TASK PROMPT ->
The data below is to be transcribed word for word; pictures are to be excluded.

━━ DATA LISTING

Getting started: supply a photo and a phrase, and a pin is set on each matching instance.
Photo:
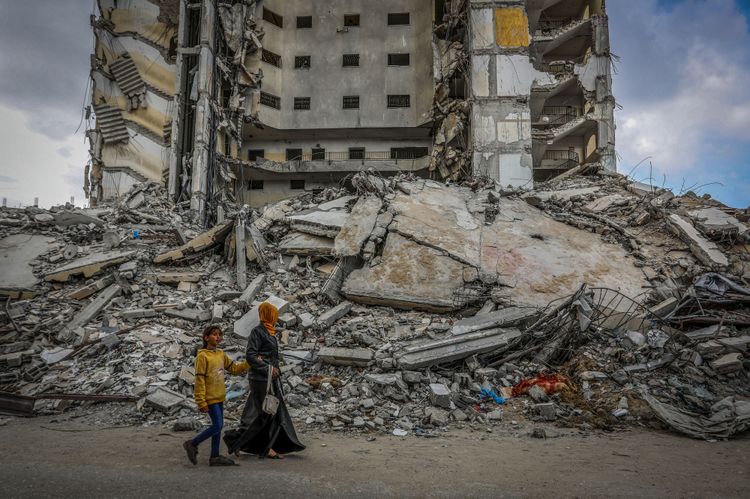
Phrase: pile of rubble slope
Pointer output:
(406, 305)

━━━━

TASK RESULT ->
Getting started: supply a photo and a phrase, and a pin is set on each matching instance.
Photo:
Phrase: pile of rubble slope
Pointer output:
(406, 305)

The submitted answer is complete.